--- What to produce ---
Reproduce the records below exactly as given.

--- Study material ---

==========

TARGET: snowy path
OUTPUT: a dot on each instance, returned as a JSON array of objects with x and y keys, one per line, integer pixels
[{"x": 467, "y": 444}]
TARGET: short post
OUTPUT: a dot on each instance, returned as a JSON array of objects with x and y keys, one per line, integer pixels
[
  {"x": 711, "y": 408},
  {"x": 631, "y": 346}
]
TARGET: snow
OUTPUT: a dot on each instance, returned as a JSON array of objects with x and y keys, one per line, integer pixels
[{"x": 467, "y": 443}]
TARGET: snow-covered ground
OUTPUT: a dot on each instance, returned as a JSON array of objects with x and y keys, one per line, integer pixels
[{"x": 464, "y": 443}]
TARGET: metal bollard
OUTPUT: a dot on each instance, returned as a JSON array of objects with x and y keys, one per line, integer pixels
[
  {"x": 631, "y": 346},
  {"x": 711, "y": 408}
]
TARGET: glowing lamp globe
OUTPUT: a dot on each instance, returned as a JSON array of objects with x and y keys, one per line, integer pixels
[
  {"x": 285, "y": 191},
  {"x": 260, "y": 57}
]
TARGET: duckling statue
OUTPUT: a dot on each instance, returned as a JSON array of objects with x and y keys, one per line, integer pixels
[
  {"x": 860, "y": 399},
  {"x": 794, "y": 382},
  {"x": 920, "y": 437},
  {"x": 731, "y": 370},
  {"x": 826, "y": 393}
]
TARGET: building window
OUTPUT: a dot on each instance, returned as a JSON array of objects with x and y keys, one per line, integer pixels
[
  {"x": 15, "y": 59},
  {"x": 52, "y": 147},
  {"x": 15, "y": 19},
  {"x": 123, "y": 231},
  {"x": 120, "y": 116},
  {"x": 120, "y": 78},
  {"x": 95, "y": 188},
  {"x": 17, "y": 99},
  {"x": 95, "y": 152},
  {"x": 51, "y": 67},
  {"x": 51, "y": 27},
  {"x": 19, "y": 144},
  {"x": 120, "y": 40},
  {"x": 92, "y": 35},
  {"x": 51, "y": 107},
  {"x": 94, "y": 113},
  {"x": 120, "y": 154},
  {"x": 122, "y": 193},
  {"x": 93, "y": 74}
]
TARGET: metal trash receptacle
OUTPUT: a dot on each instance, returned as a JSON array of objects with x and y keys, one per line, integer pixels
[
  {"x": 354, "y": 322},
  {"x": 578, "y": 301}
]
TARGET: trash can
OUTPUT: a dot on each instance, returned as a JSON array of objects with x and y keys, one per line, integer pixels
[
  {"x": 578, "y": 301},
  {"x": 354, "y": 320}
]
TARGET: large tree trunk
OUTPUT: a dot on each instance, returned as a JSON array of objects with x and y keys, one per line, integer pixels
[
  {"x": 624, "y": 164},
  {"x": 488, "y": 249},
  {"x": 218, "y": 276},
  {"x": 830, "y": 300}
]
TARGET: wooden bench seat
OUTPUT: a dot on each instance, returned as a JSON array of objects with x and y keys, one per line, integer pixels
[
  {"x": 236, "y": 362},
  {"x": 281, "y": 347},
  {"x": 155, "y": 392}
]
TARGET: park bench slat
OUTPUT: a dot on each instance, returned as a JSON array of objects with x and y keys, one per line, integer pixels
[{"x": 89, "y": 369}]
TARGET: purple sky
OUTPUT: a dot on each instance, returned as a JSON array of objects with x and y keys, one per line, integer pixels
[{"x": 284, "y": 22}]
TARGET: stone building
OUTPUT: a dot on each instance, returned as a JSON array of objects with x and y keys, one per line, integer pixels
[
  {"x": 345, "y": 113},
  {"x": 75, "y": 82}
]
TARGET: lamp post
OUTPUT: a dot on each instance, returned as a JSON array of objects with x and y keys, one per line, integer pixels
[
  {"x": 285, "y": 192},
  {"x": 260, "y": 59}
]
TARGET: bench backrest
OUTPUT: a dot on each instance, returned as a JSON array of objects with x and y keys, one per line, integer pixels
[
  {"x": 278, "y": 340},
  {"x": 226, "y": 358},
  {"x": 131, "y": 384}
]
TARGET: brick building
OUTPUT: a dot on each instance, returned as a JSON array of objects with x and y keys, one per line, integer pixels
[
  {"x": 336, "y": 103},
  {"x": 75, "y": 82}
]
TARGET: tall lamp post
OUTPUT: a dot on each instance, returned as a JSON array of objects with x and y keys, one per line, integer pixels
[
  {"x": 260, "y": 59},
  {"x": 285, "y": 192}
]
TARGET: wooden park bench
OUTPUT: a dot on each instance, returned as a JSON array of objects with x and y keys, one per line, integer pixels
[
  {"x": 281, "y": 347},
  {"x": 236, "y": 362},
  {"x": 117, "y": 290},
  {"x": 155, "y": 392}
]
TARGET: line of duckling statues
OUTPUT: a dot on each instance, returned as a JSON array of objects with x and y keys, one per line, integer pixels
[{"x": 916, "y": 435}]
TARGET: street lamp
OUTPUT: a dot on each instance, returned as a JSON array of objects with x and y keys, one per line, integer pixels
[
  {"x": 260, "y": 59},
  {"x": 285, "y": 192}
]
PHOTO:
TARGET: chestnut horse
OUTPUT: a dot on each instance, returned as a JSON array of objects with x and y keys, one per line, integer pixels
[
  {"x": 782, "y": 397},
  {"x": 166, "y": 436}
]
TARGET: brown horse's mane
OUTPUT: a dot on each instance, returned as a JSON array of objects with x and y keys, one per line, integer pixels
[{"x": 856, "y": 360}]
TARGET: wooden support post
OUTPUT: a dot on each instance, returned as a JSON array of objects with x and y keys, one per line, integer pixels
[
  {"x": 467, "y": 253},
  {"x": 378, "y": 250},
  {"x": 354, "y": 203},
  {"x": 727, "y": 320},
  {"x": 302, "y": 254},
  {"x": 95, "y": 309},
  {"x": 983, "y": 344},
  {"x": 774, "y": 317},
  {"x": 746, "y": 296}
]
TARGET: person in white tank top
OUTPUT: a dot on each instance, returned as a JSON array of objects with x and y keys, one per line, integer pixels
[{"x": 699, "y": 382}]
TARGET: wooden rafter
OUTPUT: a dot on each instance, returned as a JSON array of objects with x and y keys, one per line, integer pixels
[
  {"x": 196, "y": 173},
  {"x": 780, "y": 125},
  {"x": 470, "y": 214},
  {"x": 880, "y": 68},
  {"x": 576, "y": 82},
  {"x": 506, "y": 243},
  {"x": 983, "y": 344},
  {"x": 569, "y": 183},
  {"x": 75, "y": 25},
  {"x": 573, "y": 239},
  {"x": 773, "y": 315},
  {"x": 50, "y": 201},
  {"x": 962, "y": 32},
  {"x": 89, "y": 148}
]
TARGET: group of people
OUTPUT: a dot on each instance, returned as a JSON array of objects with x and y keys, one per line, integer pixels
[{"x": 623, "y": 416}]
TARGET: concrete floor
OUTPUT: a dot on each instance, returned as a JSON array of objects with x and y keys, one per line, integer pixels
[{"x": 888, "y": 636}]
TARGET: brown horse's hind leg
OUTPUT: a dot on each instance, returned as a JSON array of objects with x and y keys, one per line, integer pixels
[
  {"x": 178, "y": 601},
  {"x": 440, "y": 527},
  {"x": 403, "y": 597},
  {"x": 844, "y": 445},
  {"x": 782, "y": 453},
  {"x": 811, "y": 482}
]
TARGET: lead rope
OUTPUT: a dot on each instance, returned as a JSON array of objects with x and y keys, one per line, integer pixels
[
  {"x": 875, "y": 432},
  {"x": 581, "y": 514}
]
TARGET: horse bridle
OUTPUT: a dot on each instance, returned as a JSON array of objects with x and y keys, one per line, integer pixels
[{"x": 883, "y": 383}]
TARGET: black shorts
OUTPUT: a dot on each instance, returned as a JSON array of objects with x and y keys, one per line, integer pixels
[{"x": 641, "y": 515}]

==========

--- Answer box ---
TARGET: snowy path
OUTPUT: a dot on each instance, returned as a JSON array of objects with x and y keys, one per line, integer pixels
[{"x": 467, "y": 444}]
TARGET: short post
OUTPUT: a dot on each instance, returned as a JSON array of objects with x and y keys, one per line, integer pixels
[
  {"x": 711, "y": 408},
  {"x": 631, "y": 346}
]
TARGET: snow
OUTPUT: a dot on each instance, returned as a JSON array of objects with x and y keys, one per line, integer pixels
[{"x": 467, "y": 443}]
TARGET: snow-covered ground
OUTPUT: a dot on each instance, returned as a JSON array of objects with x and y keys, one per line, integer pixels
[{"x": 464, "y": 443}]
TARGET: metal bollard
OUTPUT: a dot on each instance, returned as a JSON array of objects with x and y keys, one per line, integer pixels
[
  {"x": 631, "y": 346},
  {"x": 711, "y": 408}
]
TARGET: glowing lamp globe
OUTPUT: a dot on each instance, returned as a JSON array of objects with x and y keys, one per line, integer pixels
[
  {"x": 285, "y": 191},
  {"x": 260, "y": 57}
]
TARGET: duckling statue
OUTPUT: a dot on each instance, returned as a JSON array of objects with x and y keys, one per line, integer pixels
[
  {"x": 860, "y": 399},
  {"x": 794, "y": 382},
  {"x": 920, "y": 437},
  {"x": 731, "y": 370},
  {"x": 826, "y": 393}
]
TARGET: building window
OUTPUT: a dot on each instance, returned as a JSON array of objects with x and y keys, one per line, integer pixels
[
  {"x": 15, "y": 59},
  {"x": 52, "y": 147},
  {"x": 15, "y": 19},
  {"x": 123, "y": 231},
  {"x": 120, "y": 116},
  {"x": 120, "y": 78},
  {"x": 95, "y": 188},
  {"x": 17, "y": 99},
  {"x": 95, "y": 152},
  {"x": 51, "y": 67},
  {"x": 51, "y": 27},
  {"x": 19, "y": 144},
  {"x": 120, "y": 40},
  {"x": 92, "y": 35},
  {"x": 51, "y": 107},
  {"x": 94, "y": 113},
  {"x": 120, "y": 154},
  {"x": 122, "y": 193},
  {"x": 93, "y": 74}
]
TARGET: metal trash receptacle
OUTPUT: a dot on each instance, returned as a JSON array of objects with x and y keys, one per line, integer pixels
[
  {"x": 354, "y": 322},
  {"x": 578, "y": 301}
]
TARGET: trash can
OUTPUT: a dot on each instance, returned as a JSON array of objects with x and y keys, one per line, integer pixels
[
  {"x": 578, "y": 301},
  {"x": 354, "y": 320}
]
TARGET: large tree trunk
OUTPUT: a dot on each instance, returned as a JSON array of objects with x and y keys, one per line, integer pixels
[
  {"x": 624, "y": 164},
  {"x": 488, "y": 249},
  {"x": 218, "y": 276},
  {"x": 830, "y": 300}
]
TARGET: wooden bench seat
OUTPUT: a dot on each instance, returned as a JSON array of objects with x and y keys, one per line, integer pixels
[
  {"x": 236, "y": 362},
  {"x": 281, "y": 347},
  {"x": 155, "y": 392}
]
TARGET: park bench slat
OUTPUT: a dot on each instance, returned as a JSON array of objects with x and y keys, one per line, integer pixels
[{"x": 89, "y": 369}]
TARGET: purple sky
OUTPUT: a dot on each instance, returned as a JSON array of objects with x and y keys, one per line, integer pixels
[{"x": 284, "y": 22}]
TARGET: stone building
OUTPUT: a dot on each instance, returned as a JSON array of objects with x and y keys, one per line, integer pixels
[
  {"x": 345, "y": 113},
  {"x": 75, "y": 82}
]
TARGET: lamp post
OUTPUT: a dot on each instance, returned as a JSON array of objects with x and y keys, one per line, integer pixels
[
  {"x": 285, "y": 192},
  {"x": 260, "y": 59}
]
TARGET: bench backrest
OUTPUT: a dot on each instance, returned as a JSON array of objects with x and y keys, one per line, integer pixels
[
  {"x": 278, "y": 340},
  {"x": 226, "y": 358},
  {"x": 131, "y": 384}
]
TARGET: brick building
OUTPUT: a dot on each instance, returned as a JSON array of objects with x and y keys, one per line, integer pixels
[
  {"x": 336, "y": 103},
  {"x": 75, "y": 82}
]
TARGET: tall lamp post
OUTPUT: a dot on each instance, returned as a JSON array of objects with x and y keys, one per line, integer pixels
[
  {"x": 260, "y": 59},
  {"x": 285, "y": 192}
]
TARGET: wooden park bench
OUTPUT: a dot on each instance, returned as a JSON array of objects with x and y keys, one per line, integer pixels
[
  {"x": 281, "y": 347},
  {"x": 236, "y": 362},
  {"x": 117, "y": 290},
  {"x": 155, "y": 392}
]
TARGET: line of duckling statues
OUTPUT: a dot on each instance, returned as a JSON array of objects with x and y keys, one per line, integer pixels
[{"x": 916, "y": 435}]
TARGET: street lamp
OUTPUT: a dot on each instance, returned as a JSON array of objects with x and y keys, one per line, integer pixels
[
  {"x": 260, "y": 59},
  {"x": 285, "y": 192}
]
PHOTO:
TARGET: chestnut horse
OUTPUT: a dot on each instance, returned as a JSON array of objects with x and y keys, one per line, integer pixels
[
  {"x": 782, "y": 397},
  {"x": 166, "y": 436}
]
TARGET: brown horse's mane
OUTPUT: a dot on each instance, returned as a JSON array of objects with x and y keys, one per line, integer pixels
[{"x": 856, "y": 360}]
TARGET: wooden support post
OUTPUT: a dot on each instance, returned as a JSON array of objects with x and y keys, one per line, integer pixels
[
  {"x": 467, "y": 253},
  {"x": 378, "y": 250},
  {"x": 354, "y": 203},
  {"x": 727, "y": 320},
  {"x": 302, "y": 254},
  {"x": 95, "y": 309},
  {"x": 983, "y": 344},
  {"x": 774, "y": 317},
  {"x": 746, "y": 296}
]
TARGET: person in white tank top
OUTPUT: a dot on each instance, returned as a JSON array of objects with x and y keys, one per line, integer pixels
[{"x": 699, "y": 382}]
TARGET: wooden rafter
OUTPUT: a dot on each instance, returned as a JSON array of objects with x and y keys, one per line, integer pixels
[
  {"x": 196, "y": 173},
  {"x": 780, "y": 125},
  {"x": 470, "y": 214},
  {"x": 880, "y": 68},
  {"x": 576, "y": 82},
  {"x": 506, "y": 243},
  {"x": 983, "y": 344},
  {"x": 569, "y": 183},
  {"x": 75, "y": 25},
  {"x": 573, "y": 239},
  {"x": 773, "y": 315},
  {"x": 50, "y": 201},
  {"x": 962, "y": 32},
  {"x": 89, "y": 148}
]
TARGET: group of people
OUTPUT: a dot on each instance, returned as a JSON array of objects with x and y keys, one per line, integer pixels
[{"x": 623, "y": 416}]
TARGET: concrete floor
OUTPUT: a dot on each instance, returned as a JSON array of objects with x and y keys, one per line, integer pixels
[{"x": 888, "y": 636}]
TARGET: brown horse's hind leg
OUTPUT: a dot on each instance, returned as a JSON array of objects with x and y keys, one per line, integer pixels
[
  {"x": 178, "y": 601},
  {"x": 440, "y": 527},
  {"x": 403, "y": 597},
  {"x": 844, "y": 445},
  {"x": 782, "y": 453},
  {"x": 811, "y": 482}
]
TARGET: lead rope
OUTPUT: a dot on each instance, returned as a JSON array of objects with x and y keys, one per line, integer pixels
[
  {"x": 875, "y": 432},
  {"x": 581, "y": 514}
]
TARGET: horse bridle
OUTPUT: a dot on each instance, returned as a JSON array of objects with x and y keys, one per line, integer pixels
[{"x": 883, "y": 383}]
TARGET: black shorts
OUTPUT: a dot on each instance, returned as a JSON array of objects with x and y keys, one per line, integer pixels
[{"x": 641, "y": 515}]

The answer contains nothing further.